PROBLEM TO SOLVE: Copy everything from the start of the data down to the line containing "[(347, 211), (43, 181)]", including that line, and swap "thickest part" for "widest part". Leave everything else unchanged.

EXTRACTED INFORMATION:
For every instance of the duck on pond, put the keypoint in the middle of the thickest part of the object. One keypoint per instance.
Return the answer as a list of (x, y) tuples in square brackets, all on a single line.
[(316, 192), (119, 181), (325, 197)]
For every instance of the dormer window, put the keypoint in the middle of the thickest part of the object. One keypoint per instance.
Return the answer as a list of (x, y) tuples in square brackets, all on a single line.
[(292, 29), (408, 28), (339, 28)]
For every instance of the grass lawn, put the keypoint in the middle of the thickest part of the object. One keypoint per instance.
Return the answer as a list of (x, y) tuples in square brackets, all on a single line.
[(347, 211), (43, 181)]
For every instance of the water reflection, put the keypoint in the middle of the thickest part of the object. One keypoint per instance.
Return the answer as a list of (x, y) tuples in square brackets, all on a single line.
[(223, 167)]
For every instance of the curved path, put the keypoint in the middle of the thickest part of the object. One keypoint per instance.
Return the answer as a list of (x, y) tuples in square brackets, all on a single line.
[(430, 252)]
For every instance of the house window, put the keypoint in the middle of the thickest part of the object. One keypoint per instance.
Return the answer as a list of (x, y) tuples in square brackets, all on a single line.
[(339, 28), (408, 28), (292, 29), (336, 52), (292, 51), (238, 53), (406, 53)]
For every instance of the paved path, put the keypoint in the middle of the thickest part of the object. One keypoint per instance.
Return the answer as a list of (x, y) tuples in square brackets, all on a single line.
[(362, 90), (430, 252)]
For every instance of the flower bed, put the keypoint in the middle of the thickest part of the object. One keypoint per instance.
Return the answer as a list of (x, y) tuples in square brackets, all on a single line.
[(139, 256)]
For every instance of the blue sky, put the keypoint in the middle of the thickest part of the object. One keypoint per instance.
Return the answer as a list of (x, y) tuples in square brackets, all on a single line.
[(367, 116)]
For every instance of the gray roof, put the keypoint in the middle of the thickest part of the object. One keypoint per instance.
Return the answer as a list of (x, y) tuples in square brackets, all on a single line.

FULL SOLUTION:
For every instance of the duck on pond, put the keypoint in the middle of the widest part of the object. One keypoint per instance.
Return the answer as a list of (x, y) tuples in square brackets, all on a single line.
[(316, 192), (119, 181), (325, 197)]
For every instance of the dormer window, put the keypoint in the middle of the widest part of the object. One keypoint per instance.
Return the answer as a list of (x, y) tuples in square brackets, all on a single line.
[(292, 29), (408, 28), (339, 28)]
For every instance of the grass lawn, put the keypoint in the middle of the widest part of the object. One keypoint per instance.
Return the answer as a list of (x, y) tuples in square brackets, all on a single line.
[(347, 211), (43, 181)]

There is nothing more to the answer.